> **YOUR OBJECTIVE**: Write the listing from the line with "Can you find the baby's chest?" to the line with "[[105, 354]]" as a two-column CSV with the header instruction,points. Give one row per request, with its text and its answer each in a single quoted field and any line breaks turned into spaces.

> **Listing from a point labeling set**:

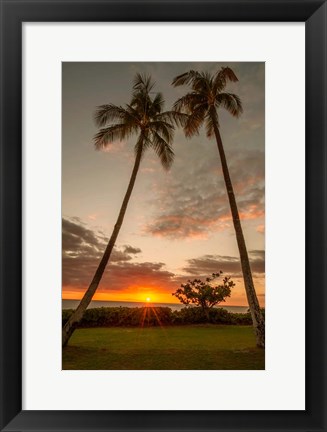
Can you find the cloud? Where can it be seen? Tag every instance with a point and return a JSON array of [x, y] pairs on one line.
[[82, 251], [131, 250], [208, 264]]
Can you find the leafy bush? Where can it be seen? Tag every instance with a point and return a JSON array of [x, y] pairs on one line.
[[156, 316]]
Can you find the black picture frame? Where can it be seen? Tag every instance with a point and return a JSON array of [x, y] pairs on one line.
[[13, 14]]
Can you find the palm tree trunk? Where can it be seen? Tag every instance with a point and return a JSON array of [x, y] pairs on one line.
[[77, 315], [257, 317]]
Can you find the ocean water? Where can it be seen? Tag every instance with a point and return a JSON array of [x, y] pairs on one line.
[[72, 304]]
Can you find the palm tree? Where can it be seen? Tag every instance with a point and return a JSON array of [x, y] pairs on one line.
[[201, 104], [154, 129]]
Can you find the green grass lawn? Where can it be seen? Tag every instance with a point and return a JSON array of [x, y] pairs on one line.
[[183, 347]]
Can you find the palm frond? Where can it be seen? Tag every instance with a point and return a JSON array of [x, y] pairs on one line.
[[210, 121], [164, 128], [173, 117], [195, 121], [185, 78], [231, 102], [156, 105], [163, 150], [106, 136], [189, 102], [143, 83]]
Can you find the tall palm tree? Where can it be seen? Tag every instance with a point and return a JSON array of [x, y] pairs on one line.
[[207, 95], [154, 129]]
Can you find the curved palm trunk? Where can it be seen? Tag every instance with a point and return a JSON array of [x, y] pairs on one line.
[[77, 315], [257, 317]]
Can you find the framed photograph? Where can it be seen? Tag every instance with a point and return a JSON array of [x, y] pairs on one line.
[[163, 240]]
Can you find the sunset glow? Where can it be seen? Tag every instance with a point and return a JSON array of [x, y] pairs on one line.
[[178, 223]]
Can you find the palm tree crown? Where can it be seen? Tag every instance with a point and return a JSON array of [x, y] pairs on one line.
[[201, 105], [142, 116], [206, 97]]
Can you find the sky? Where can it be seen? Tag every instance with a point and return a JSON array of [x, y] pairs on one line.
[[178, 224]]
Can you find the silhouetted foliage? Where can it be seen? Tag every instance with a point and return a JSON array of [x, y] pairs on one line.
[[204, 293]]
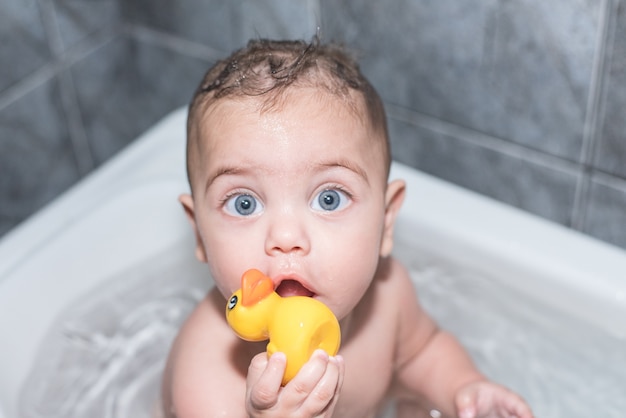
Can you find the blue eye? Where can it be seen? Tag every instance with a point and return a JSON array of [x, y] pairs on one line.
[[330, 200], [243, 205]]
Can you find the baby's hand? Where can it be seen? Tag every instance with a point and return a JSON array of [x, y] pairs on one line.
[[313, 392], [485, 399]]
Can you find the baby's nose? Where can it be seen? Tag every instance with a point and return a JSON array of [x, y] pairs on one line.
[[287, 233]]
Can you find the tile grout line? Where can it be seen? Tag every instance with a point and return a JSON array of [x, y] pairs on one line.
[[593, 113], [482, 140], [170, 41], [81, 150]]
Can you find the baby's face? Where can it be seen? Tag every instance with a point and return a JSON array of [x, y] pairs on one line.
[[298, 193]]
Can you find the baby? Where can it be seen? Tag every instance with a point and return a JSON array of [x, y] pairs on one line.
[[288, 159]]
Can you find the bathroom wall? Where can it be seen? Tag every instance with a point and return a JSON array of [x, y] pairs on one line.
[[520, 100]]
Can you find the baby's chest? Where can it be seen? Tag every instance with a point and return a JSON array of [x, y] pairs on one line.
[[369, 372]]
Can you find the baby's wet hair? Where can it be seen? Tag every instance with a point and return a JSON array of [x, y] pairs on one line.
[[266, 69]]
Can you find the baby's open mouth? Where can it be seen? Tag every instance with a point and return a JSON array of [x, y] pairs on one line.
[[290, 287]]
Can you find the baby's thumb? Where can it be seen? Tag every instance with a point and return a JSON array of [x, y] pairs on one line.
[[466, 400]]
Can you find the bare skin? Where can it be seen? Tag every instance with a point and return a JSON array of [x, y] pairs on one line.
[[282, 161]]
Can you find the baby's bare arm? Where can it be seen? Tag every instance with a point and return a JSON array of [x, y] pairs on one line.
[[438, 372], [202, 377]]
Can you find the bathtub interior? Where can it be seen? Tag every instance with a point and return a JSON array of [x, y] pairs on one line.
[[94, 287]]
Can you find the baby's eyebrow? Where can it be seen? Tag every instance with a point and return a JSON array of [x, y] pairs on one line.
[[224, 171], [347, 164]]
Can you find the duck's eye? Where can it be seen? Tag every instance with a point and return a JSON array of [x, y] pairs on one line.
[[232, 302]]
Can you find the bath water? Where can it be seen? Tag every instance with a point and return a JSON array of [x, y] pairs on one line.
[[105, 354]]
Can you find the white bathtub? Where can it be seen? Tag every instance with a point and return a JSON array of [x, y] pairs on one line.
[[93, 287]]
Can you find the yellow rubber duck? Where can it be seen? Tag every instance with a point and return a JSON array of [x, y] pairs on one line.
[[295, 325]]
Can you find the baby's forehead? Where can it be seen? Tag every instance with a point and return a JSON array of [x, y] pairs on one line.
[[227, 113]]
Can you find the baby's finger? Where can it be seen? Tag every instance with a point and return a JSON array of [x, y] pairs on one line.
[[338, 361], [324, 374], [263, 381]]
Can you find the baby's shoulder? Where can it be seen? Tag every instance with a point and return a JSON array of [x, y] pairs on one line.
[[201, 357], [395, 277]]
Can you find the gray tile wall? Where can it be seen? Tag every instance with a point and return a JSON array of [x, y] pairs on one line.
[[519, 100]]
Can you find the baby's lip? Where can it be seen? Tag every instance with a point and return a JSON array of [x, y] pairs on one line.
[[291, 287]]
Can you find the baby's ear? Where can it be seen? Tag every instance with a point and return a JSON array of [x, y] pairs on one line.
[[187, 201], [394, 196]]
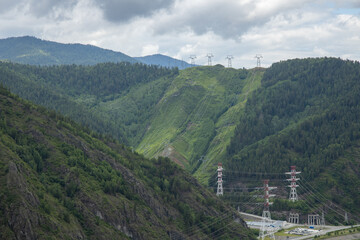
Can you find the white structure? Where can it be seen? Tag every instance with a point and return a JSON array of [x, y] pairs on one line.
[[192, 57], [314, 219], [293, 194], [220, 190], [266, 229], [229, 57], [210, 56], [258, 60], [294, 218]]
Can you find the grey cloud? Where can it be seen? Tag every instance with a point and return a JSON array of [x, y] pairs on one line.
[[229, 20], [38, 8], [6, 5], [226, 20], [124, 10]]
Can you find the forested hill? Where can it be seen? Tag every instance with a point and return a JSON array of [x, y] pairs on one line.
[[61, 181], [111, 98], [164, 61], [31, 50], [306, 113]]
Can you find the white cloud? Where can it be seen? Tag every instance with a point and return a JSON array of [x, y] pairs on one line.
[[150, 49], [279, 29]]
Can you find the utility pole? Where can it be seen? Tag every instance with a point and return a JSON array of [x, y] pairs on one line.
[[293, 194], [266, 230], [229, 57], [346, 218], [192, 57], [220, 191], [258, 60], [209, 56]]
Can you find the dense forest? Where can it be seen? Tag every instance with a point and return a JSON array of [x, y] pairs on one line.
[[62, 181], [31, 50], [306, 113]]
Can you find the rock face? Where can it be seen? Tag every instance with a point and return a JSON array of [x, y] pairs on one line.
[[60, 181]]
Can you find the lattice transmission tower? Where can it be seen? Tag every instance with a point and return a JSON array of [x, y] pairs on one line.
[[220, 191], [209, 56], [266, 230], [293, 179]]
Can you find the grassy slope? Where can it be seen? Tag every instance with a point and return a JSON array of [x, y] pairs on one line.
[[197, 115], [307, 117], [61, 182]]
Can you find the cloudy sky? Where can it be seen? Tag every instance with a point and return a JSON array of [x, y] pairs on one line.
[[277, 29]]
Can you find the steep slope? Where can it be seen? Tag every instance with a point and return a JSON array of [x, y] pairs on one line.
[[192, 112], [31, 50], [164, 61], [306, 113], [59, 181], [113, 99]]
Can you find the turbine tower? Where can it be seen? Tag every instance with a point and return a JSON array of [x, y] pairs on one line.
[[266, 230], [210, 56], [229, 57], [192, 57], [258, 60]]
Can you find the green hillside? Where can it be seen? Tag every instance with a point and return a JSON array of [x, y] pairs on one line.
[[61, 181], [306, 113], [111, 98], [187, 115], [31, 50]]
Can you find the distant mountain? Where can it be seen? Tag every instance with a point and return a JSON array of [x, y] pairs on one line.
[[62, 181], [31, 50], [164, 61]]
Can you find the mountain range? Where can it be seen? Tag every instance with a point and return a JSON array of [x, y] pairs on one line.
[[257, 122], [31, 50], [62, 181]]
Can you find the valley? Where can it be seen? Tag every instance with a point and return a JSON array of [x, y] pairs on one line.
[[255, 122]]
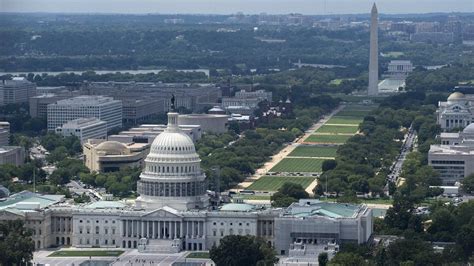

> **RESPONSE TO THIS TASK**:
instruction,points
"Can you find the baby's chest? Where can it be seen? Tag every instance with a point and return a JSON array of [x, y] pairs on one line.","[[369, 372]]"
"Can you find the baby's wet hair? Where can it be seen? Tag every instance with a point and return a JSON array of [x, y] pairs on one line.","[[266, 69]]"
"Can you find the baby's open mouth? Where can it be seen? Tag every instance with a point and return a JSON array of [x, y] pairs on one line.","[[290, 287]]"
"Can you find the baby's thumb? Where can it be seen? Tag every instance with a point and return a JSON array of [x, y] pairs on one line.","[[466, 400]]"
"Can you find the bare skin? Where can it be seen? Tag every instance with a point and return a JSON array of [x, y] pairs on one line.","[[282, 161]]"
"Can you find the baby's bare arm? Where can it be seen? Tag every instance with a point and return a JSON array of [x, y] pairs on one line.","[[438, 372], [202, 377]]"
"Can you find the bathtub interior? Where can it be seen? Tag every instance with a point and return a JSON array of [x, y] pairs on one line.","[[94, 287]]"
"Can you find the baby's eyebrow? Where can it be seen? Tag every instance with a point and return a JSON array of [x, y] pairs on one line.","[[224, 171], [347, 164]]"
"Can you find the duck's eye? Where can it be seen? Tag every instance with a point and return a JSON array of [x, y] pairs on one line.","[[232, 302]]"
"Can you find the bath water? Where can it be seen? Tag every instance with a point and return a JSON array of [x, y] pairs on one line.","[[105, 354]]"